#### [Record set]
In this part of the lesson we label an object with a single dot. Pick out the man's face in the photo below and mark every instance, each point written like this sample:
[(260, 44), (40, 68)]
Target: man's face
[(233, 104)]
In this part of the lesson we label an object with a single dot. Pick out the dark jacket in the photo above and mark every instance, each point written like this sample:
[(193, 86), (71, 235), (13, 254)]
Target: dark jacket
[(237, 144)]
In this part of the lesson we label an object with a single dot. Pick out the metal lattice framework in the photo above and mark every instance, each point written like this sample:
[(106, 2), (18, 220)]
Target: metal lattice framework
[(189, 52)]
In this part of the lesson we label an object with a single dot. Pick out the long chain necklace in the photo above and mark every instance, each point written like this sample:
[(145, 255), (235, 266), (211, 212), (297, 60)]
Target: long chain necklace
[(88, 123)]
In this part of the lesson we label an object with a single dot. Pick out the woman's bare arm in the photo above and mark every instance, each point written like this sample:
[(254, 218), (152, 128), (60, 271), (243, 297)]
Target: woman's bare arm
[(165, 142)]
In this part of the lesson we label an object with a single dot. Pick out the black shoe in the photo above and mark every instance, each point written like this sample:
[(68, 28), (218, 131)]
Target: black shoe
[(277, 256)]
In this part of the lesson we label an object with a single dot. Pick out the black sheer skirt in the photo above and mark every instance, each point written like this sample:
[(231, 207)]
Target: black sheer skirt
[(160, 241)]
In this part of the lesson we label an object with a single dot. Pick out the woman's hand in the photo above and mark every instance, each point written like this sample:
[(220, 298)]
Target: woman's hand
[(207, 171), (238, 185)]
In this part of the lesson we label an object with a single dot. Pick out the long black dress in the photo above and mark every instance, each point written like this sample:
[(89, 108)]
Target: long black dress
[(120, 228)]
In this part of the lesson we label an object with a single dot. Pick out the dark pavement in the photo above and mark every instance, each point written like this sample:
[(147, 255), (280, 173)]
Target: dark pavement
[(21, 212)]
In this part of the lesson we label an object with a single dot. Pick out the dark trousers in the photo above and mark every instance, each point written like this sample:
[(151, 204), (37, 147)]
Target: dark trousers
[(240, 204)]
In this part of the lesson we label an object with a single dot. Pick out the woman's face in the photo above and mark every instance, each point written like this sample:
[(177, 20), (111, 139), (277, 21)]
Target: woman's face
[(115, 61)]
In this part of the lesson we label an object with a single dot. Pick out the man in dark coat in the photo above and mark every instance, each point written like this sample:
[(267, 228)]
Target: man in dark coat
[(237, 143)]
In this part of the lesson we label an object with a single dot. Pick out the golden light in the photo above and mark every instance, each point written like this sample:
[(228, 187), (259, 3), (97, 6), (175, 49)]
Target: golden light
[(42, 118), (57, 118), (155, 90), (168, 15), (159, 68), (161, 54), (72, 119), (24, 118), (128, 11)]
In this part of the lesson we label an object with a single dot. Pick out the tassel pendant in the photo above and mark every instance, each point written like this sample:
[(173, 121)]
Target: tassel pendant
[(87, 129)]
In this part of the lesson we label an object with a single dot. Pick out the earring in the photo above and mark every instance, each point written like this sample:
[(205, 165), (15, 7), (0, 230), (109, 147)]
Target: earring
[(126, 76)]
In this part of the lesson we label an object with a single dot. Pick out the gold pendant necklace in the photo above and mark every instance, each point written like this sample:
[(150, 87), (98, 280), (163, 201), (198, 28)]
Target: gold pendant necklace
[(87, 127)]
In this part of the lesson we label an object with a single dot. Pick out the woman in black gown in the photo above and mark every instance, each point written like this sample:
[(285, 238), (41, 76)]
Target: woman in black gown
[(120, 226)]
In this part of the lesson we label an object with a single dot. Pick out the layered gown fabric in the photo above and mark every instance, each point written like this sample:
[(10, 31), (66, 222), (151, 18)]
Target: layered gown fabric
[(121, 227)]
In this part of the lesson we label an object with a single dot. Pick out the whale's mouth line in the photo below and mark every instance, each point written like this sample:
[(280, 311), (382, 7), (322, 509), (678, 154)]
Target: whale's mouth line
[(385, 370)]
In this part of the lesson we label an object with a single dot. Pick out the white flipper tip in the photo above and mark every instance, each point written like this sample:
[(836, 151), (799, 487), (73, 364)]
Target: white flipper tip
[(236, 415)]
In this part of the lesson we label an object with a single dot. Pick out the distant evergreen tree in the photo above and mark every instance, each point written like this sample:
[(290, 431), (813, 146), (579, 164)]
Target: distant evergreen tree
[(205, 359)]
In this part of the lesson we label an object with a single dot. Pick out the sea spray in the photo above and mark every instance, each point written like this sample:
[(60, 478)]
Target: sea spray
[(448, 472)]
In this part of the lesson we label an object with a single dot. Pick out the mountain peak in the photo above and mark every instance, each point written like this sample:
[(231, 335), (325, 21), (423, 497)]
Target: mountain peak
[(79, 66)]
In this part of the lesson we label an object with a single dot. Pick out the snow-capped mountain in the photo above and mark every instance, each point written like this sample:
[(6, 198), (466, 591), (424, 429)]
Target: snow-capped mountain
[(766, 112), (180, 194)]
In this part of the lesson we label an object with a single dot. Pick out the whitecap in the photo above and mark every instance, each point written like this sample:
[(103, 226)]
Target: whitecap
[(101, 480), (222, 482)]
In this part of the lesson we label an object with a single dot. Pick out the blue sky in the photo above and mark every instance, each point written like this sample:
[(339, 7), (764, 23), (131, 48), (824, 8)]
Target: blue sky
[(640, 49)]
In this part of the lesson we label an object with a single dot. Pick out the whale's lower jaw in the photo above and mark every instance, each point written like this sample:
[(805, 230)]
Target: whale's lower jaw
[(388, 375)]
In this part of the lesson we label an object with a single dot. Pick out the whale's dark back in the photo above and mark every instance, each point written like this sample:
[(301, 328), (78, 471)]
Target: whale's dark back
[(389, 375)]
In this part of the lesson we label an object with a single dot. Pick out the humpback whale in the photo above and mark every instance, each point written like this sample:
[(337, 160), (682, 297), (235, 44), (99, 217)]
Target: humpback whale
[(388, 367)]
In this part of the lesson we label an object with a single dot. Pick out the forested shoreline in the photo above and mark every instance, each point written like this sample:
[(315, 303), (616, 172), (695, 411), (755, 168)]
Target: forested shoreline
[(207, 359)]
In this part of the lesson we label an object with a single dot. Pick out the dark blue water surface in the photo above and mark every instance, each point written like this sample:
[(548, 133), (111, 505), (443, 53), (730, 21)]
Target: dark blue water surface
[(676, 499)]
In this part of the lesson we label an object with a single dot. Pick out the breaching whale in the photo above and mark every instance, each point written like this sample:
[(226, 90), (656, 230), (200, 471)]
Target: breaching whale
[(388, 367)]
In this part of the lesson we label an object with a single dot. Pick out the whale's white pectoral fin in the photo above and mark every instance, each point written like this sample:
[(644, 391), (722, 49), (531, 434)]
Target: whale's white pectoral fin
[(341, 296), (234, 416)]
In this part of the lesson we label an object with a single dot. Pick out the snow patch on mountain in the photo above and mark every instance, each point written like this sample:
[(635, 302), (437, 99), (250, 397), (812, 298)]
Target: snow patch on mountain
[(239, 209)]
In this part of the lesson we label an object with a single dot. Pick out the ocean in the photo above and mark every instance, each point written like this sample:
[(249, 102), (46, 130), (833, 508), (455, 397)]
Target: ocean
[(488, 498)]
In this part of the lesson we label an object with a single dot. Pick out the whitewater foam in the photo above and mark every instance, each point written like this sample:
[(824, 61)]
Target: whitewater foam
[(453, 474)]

#### [Exercise task]
Write out the whole listing again, swapping "single dot" for "single point" everywhere it appears and leaving everything else unchanged.

#### [Finished task]
In this part of the lesson we label an object with a single point. Pick out the man's face in the photo below and mark every instance, each point written like this sample:
[(260, 44), (40, 68)]
Target: man's face
[(233, 104)]
In this part of the lesson we label an object with a single point. Pick out the dark jacket in the photo above and mark every instance, each point written like this sample:
[(193, 86), (71, 235), (13, 254)]
Target: dark jacket
[(237, 144)]
In this part of the lesson we label an object with a single point. Pick out the metal lattice framework in the photo above and mark every instance, each point written like this sample:
[(106, 2), (18, 220)]
Target: metal lattice framework
[(189, 52)]
In this part of the lesson we label an object with a single point. Pick out the long chain necklace in the photo above and mark every instance, each point written like this sample:
[(145, 255), (235, 266), (211, 212), (297, 60)]
Target: long chain necklace
[(88, 123)]
In this part of the lesson we label an object with a single point. Pick out the woman's bare arm in the photo above and mark every instance, each point written like this sample:
[(254, 218), (152, 128), (60, 271), (243, 297)]
Target: woman's bare arm
[(165, 142)]
In this part of the lesson we label an object with a single point. Pick out the black shoe in the photo above and mark every instance, each point written like this sample:
[(68, 28), (218, 131)]
Target: black shoe
[(277, 256)]
In this part of the lesson we label an object with a single point. Pick out the black sheer skirt in the photo above and mark every instance, each point written like this sample:
[(231, 207)]
Target: black sheer skirt
[(160, 241)]
In this part of the lesson we label an object with a single point. Pick out the woman's hand in the photo above and mark every instance, each point written like this sample:
[(220, 298)]
Target: woman's hand
[(207, 171), (238, 185)]
In this part of the lesson we label an object with a single point. Pick out the long black dress in the photo above and mark every instance, each point written like this sample:
[(89, 108)]
Target: long black dress
[(120, 228)]
In this part of the lesson we label an object with a single point. Pick out the dark pavement in the photo above and mark every instance, each point written like this sample:
[(147, 255), (280, 173)]
Target: dark pavement
[(21, 212)]
In this part of the lesson we label an object with a single point. Pick out the dark trousers in the photo above and mark every instance, each point written like this sample:
[(151, 204), (37, 147)]
Target: dark trousers
[(240, 204)]
In this part of the lesson we label an object with a single point. Pick out the woman's face in the photo above and mark every instance, each point written like this sample:
[(177, 20), (111, 139), (277, 21)]
Target: woman's face
[(115, 61)]
In this part of the lesson we label an object with a single point. Pick out the man in dark coat in the photo above and mark every instance, each point written like this sample:
[(267, 228)]
Target: man in dark coat
[(237, 143)]
In this part of the lesson we label an object with a single point. Pick out the golden light in the photo above and mark every instance, each point written like this sample:
[(228, 187), (259, 3), (97, 6), (175, 49)]
Target: golden light
[(42, 118), (57, 118), (155, 90), (168, 15), (159, 68), (161, 54), (72, 119), (24, 118), (128, 11)]
In this part of the lesson we label an object with a single point. Pick out the tassel pendant in the photo above and mark every instance, each point written like this sample:
[(173, 121)]
Target: tassel pendant
[(87, 129)]
In this part of the lesson we label an object with a single point. Pick out the earring in the photo above and mark every instance, each point written like this sample:
[(205, 165), (15, 7), (0, 230), (109, 147)]
Target: earring
[(126, 76)]
In this part of the lesson we label an object with a single point. Pick out the gold pendant necklace in the photo above and mark every instance, each point written like this sample:
[(150, 87), (98, 280), (163, 201), (198, 28)]
Target: gold pendant necklace
[(87, 127)]
In this part of the lesson we label an object with a single point. Pick out the woman in black gown in the photo above and mark every instance, each point written like this sample:
[(285, 238), (41, 76)]
Target: woman in black gown
[(120, 226)]
In this part of the lesson we label an object with a single point. Pick out the layered gown fabric in the photo above and mark every instance, each point written like this sample:
[(10, 31), (66, 222), (151, 18)]
Target: layered gown fabric
[(121, 227)]
In this part of the lesson we label an object with a single point. Pick out the whale's mouth line in the photo below and mark every instance, each point written like this sample:
[(280, 311), (382, 7), (322, 509), (678, 154)]
Target: whale's mouth line
[(385, 370)]
In this part of the lesson we label an object with a single point. Pick out the white flipper tip in the photo above and mark every instance, each point written like this sample:
[(836, 151), (799, 487), (73, 364)]
Target: white flipper tip
[(236, 415)]
In this part of the lesson we label an object with a single point. Pick out the distant evergreen tree in the photo above and mark every instance, each point written like this sample:
[(290, 431), (813, 146), (579, 164)]
Target: distant evergreen tree
[(205, 359)]
In this part of the lesson we label an object with a single point. Pick out the sea spray in the photo above and mark every instance, each point written like this sample:
[(60, 478)]
Target: sea spray
[(448, 472)]
In this part of the lesson we label an object with a single point. Pick out the mountain peak in the photo above and mark every instance, each point written like this sample:
[(231, 335), (325, 21), (423, 497)]
Target: mountain peak
[(79, 66)]
In this part of the lesson we label an object with a single point. Pick out the snow-capped mountain in the photo above and mark every instance, each point written like this sample:
[(6, 198), (466, 591), (424, 429)]
Target: snow-capped mountain
[(766, 112), (180, 194)]
In this part of the lesson we label an object with a single point. Pick out the whitecap in the photo above and mark every instance, each point written like this sample:
[(103, 226)]
Target: whitecap
[(101, 480), (222, 482)]
In this part of the lesson we label an object with a single point. Pick out the blue sky in the photo above and mark every instance, each point written like this sample:
[(339, 7), (764, 23), (131, 48), (824, 8)]
Target: blue sky
[(640, 49)]
In this part of the lesson we label an object with a single point. Pick out the whale's lower jaw in the photo above and mark every instance, each point written like this sample:
[(805, 230)]
Target: whale's lower jaw
[(388, 375)]
In this part of the lesson we label an object with a single point. Pick out the whale's dark back in the photo above and mark every instance, each point written like this sample:
[(301, 328), (78, 471)]
Target: whale's dark back
[(389, 375)]
In this part of the lesson we label an object with a single point. Pick out the humpback whale in the photo above and mark every instance, each point written like this sample:
[(337, 160), (682, 297), (235, 44), (99, 217)]
Target: humpback whale
[(388, 367)]
In this part of the lesson we label an object with a single point. Pick out the forested shoreline in the photo above and mark every instance, each point written like this sample:
[(315, 303), (616, 172), (695, 411), (755, 168)]
Target: forested shoreline
[(207, 359)]
In this part of the lesson we label an object with a single point. Pick out the dark blue water surface in the photo above and mark every instance, each point written like this sample:
[(548, 133), (111, 505), (443, 53), (730, 21)]
Target: dark blue water surface
[(676, 499)]
In this part of the lesson we label an object with a single point. Pick out the breaching whale in the photo above and mark every instance, each point written like this sample:
[(226, 90), (656, 230), (200, 471)]
Target: breaching whale
[(388, 367)]
In this part of the lesson we label an object with a single point. Pick out the whale's white pectoral fin in the photo above and mark every instance, each point written like this sample:
[(644, 391), (722, 49), (531, 434)]
Target: whale's white pectoral fin
[(341, 296), (234, 416)]
In this part of the lesson we label an object with a single point. Pick out the snow patch on mountain in the photo above and mark every instance, each point written like this sample:
[(635, 302), (437, 99), (250, 397), (812, 298)]
Target: snow patch on mountain
[(239, 209)]
In this part of the lesson we label an object with a single point. Pick out the ocean in the photo above and mark every instance, each point written like this sample:
[(249, 102), (46, 130), (833, 508), (455, 397)]
Target: ocean
[(488, 498)]
In this part of the lesson we label an object with a single point. Pick out the whitewater foam in the photo above and mark every instance, each point written like this sample:
[(824, 61)]
Target: whitewater foam
[(453, 474)]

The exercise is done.